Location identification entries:

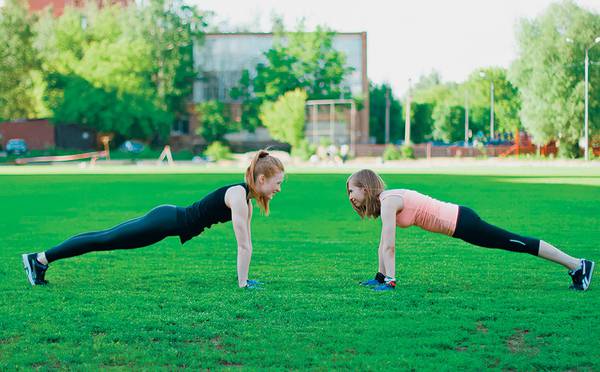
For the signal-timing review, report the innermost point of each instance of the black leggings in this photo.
(153, 227)
(472, 229)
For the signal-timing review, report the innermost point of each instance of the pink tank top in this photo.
(426, 212)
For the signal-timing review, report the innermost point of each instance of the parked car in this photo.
(132, 146)
(16, 146)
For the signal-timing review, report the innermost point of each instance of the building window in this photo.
(181, 126)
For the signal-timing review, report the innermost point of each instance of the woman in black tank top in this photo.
(228, 203)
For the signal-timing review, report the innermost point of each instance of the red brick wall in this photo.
(39, 134)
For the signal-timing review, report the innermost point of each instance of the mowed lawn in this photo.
(170, 306)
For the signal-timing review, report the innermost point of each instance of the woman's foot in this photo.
(582, 276)
(35, 271)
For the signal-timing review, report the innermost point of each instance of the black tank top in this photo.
(206, 212)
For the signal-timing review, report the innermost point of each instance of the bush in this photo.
(218, 151)
(304, 150)
(407, 152)
(391, 152)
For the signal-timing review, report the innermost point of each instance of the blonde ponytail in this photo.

Written instruction. Please return, word for word, the part of the lines above that opens with the line containing "wall in this photo." and closes with the last line, including both of those lines.

Task output.
For the signal-timing review, report the innermost point of each instance of the red brick wall in this photo.
(39, 134)
For the signal-timing review, report the innermost point of each instance of the mowed lawn in this photo.
(170, 306)
For the signal-timing review, report the innermost point of each instance of the woman's foot in this photo.
(582, 276)
(35, 271)
For the signal-timing review, report the innermost point of each instance of the black tank top in this photo.
(206, 212)
For the signal-timing review, report the innermost point of each instance of the bush in this photo.
(218, 151)
(304, 150)
(407, 152)
(391, 152)
For the signal-timing review, report the innermost point of each instance of the blonde ponytail in this photo.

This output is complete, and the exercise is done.